● WHAT IS EXPECTED:
Copy the rows below word for word, from the very first line down to and including the line that contains "top-left (250, 200), bottom-right (454, 294)".

........

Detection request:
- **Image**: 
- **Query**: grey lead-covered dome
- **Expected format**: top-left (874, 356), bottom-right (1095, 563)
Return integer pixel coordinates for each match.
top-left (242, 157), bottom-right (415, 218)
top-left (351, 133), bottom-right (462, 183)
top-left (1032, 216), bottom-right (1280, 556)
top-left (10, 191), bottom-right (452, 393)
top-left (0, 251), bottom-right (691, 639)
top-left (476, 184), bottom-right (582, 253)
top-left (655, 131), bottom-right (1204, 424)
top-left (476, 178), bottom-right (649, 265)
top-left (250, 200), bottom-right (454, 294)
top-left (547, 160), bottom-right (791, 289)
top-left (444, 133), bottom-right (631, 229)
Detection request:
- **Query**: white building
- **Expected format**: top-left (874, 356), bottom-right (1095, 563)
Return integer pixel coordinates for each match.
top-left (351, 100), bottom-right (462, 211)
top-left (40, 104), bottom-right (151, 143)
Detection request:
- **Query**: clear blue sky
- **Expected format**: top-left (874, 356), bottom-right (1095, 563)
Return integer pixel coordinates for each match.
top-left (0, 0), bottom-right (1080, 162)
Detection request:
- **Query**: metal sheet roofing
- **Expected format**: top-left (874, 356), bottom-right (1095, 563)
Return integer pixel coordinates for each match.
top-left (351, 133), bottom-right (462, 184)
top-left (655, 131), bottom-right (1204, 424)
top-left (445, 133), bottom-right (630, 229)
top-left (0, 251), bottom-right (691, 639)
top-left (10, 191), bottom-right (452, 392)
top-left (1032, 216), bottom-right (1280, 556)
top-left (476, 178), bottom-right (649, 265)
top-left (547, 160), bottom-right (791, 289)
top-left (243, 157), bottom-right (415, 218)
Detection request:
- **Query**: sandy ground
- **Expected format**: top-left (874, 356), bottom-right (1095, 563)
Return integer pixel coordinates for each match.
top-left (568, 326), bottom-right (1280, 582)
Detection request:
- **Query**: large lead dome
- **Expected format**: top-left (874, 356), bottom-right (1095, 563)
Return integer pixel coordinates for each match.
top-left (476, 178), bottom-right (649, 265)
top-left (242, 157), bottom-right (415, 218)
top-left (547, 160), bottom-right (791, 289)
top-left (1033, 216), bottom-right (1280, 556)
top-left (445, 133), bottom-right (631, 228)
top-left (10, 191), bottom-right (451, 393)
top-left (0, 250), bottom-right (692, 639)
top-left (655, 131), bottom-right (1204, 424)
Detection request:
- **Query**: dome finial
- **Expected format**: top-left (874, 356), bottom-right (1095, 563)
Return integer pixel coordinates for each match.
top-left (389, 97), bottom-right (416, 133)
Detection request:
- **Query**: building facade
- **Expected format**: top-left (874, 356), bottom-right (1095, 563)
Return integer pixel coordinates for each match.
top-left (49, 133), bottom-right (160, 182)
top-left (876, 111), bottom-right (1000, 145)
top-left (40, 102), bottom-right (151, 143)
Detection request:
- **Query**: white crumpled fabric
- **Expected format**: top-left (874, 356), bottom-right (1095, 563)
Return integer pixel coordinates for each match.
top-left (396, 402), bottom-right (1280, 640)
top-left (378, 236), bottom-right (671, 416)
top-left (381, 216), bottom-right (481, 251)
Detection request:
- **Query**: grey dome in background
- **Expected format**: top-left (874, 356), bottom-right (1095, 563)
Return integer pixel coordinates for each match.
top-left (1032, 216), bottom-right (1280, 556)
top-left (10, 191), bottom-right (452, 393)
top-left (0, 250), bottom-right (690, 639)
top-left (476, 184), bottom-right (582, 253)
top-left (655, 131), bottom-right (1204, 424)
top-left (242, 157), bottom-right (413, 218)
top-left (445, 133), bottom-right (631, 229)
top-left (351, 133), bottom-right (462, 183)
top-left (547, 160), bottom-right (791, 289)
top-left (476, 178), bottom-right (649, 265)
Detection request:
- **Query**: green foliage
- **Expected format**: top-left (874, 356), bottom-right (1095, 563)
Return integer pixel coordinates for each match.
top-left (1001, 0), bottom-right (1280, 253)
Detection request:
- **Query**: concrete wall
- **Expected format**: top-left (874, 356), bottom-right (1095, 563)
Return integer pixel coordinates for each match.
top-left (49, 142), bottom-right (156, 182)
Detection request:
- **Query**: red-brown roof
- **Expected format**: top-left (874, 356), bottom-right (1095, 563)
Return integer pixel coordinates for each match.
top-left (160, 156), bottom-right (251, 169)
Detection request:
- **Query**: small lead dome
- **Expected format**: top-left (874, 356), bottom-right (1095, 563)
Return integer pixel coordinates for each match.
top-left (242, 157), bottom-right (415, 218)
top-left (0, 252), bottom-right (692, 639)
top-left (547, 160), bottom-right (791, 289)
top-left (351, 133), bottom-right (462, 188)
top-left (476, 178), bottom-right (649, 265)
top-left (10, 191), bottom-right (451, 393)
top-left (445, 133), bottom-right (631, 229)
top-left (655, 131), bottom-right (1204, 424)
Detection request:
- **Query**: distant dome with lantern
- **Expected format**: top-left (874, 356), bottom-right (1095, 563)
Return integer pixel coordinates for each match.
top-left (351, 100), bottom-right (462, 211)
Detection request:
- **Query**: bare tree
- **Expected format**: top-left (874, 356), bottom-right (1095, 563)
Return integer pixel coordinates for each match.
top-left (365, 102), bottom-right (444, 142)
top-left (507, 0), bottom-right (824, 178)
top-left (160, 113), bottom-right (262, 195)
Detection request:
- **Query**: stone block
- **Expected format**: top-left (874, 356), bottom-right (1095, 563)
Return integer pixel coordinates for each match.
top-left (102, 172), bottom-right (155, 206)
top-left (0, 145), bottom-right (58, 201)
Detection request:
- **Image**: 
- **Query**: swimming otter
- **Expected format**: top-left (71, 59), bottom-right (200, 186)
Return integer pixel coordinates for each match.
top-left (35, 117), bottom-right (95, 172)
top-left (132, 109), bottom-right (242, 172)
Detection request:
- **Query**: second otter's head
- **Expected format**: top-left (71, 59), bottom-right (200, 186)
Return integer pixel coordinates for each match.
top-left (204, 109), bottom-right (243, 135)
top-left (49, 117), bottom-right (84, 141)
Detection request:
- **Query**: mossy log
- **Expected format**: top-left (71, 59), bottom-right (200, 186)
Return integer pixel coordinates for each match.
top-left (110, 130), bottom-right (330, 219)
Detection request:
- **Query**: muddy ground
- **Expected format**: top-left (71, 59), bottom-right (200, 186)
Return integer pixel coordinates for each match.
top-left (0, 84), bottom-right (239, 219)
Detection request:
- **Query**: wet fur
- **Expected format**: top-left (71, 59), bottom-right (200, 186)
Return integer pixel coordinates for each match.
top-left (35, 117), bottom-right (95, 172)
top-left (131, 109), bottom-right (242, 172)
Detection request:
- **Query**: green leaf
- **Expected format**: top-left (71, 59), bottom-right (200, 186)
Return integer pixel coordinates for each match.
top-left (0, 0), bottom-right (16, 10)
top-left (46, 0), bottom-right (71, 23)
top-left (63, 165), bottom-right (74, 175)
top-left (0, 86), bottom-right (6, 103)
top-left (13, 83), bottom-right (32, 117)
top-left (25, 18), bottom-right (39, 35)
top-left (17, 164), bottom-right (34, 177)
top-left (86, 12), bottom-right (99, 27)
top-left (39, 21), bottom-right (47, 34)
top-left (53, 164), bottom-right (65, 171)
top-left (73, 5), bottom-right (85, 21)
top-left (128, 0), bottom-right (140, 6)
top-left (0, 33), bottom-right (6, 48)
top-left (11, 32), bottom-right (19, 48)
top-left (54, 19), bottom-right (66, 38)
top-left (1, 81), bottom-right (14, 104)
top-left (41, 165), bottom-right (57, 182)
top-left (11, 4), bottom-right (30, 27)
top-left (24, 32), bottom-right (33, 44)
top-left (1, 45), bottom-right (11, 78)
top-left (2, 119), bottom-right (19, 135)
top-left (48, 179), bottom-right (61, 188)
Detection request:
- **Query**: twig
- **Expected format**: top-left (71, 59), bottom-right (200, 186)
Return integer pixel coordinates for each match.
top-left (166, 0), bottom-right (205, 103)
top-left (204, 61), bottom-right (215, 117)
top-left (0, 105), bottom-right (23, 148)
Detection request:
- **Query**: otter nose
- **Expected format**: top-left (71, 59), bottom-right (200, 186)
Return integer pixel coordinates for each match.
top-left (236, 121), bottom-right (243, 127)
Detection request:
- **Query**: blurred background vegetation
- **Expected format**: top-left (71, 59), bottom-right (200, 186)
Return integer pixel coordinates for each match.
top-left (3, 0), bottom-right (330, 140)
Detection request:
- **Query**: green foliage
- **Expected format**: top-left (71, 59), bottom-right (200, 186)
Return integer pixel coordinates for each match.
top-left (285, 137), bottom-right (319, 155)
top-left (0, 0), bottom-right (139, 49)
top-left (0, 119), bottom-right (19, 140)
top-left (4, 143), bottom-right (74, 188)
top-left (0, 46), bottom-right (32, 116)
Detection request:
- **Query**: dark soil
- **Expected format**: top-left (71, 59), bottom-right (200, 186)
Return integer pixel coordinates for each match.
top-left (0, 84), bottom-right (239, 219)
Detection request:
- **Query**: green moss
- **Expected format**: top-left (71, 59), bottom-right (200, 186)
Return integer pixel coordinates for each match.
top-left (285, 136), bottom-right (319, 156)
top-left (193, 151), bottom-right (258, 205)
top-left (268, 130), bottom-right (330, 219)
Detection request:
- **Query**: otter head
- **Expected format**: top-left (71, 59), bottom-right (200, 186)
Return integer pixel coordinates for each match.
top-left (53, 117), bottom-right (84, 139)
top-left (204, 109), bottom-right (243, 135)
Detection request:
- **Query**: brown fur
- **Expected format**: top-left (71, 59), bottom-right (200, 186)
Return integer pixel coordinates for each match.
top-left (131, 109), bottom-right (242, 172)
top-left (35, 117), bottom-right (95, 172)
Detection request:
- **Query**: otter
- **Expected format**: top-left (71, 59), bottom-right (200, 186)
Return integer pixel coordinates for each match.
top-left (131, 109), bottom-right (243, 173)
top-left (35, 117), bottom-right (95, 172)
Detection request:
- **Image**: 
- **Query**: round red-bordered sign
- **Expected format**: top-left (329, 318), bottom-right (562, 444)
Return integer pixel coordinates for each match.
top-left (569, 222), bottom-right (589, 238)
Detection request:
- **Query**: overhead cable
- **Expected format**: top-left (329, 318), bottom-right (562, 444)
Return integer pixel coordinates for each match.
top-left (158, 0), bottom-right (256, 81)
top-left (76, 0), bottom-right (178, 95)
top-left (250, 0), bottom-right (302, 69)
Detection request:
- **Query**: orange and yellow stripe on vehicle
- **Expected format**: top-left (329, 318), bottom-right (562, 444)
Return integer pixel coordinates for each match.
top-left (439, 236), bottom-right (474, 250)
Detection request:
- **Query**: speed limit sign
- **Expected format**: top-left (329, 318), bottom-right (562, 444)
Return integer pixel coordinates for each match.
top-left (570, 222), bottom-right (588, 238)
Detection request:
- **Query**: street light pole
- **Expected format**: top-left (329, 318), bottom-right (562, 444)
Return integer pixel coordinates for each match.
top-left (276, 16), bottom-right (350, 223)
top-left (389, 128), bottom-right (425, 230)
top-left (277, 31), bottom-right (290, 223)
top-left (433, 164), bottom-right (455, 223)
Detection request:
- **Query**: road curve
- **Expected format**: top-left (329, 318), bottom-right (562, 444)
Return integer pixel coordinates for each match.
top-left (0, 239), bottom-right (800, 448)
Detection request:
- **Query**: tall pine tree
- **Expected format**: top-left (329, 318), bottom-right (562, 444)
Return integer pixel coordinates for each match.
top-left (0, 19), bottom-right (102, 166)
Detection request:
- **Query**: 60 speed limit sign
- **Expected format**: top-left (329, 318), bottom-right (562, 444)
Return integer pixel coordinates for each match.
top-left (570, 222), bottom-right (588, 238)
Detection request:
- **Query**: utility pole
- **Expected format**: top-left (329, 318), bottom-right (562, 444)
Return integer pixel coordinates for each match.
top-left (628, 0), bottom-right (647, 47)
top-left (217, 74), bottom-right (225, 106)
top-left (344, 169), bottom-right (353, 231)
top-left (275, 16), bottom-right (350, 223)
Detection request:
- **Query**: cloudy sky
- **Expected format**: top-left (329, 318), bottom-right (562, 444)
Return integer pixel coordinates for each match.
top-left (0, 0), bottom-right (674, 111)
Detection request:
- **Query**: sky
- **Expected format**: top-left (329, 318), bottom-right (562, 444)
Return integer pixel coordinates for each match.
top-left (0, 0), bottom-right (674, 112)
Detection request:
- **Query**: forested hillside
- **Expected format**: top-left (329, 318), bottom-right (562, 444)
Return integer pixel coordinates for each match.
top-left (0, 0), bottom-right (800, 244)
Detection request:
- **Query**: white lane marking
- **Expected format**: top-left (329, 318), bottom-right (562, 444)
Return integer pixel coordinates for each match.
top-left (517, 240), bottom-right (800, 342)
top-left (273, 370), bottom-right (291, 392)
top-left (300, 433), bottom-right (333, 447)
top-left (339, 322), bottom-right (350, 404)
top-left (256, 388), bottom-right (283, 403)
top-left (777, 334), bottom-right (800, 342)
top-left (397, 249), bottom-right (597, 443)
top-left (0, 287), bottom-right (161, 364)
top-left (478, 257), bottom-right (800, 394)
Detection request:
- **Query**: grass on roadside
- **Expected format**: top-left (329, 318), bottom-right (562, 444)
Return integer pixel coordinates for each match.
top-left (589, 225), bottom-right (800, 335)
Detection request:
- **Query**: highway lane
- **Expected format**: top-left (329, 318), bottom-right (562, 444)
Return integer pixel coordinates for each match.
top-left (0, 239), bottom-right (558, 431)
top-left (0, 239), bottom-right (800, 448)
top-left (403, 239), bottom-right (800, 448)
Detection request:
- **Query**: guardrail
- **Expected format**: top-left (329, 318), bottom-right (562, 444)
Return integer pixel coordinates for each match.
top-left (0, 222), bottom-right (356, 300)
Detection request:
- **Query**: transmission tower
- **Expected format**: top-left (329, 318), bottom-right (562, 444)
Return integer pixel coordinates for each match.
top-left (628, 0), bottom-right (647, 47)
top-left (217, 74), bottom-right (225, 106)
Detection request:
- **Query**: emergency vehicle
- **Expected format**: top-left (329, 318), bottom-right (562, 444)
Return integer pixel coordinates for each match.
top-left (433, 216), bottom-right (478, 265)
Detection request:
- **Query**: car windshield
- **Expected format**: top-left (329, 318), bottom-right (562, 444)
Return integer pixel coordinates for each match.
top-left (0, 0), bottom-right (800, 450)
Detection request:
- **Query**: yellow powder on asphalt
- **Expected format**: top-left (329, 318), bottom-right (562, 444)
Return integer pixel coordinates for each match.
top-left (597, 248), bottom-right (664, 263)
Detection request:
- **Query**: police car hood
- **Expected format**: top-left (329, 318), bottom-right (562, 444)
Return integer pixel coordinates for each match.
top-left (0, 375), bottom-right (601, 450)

........

● WRITTEN RESPONSE:
Detection request:
- **Image**: 
- **Query**: grey lead-covered dome
- **Expected format**: top-left (874, 356), bottom-right (1095, 563)
Return integer pixel coordinates for each match.
top-left (242, 157), bottom-right (415, 218)
top-left (351, 133), bottom-right (462, 183)
top-left (1032, 216), bottom-right (1280, 556)
top-left (10, 191), bottom-right (452, 393)
top-left (0, 251), bottom-right (691, 639)
top-left (476, 184), bottom-right (582, 253)
top-left (655, 131), bottom-right (1204, 424)
top-left (476, 178), bottom-right (649, 265)
top-left (250, 200), bottom-right (454, 294)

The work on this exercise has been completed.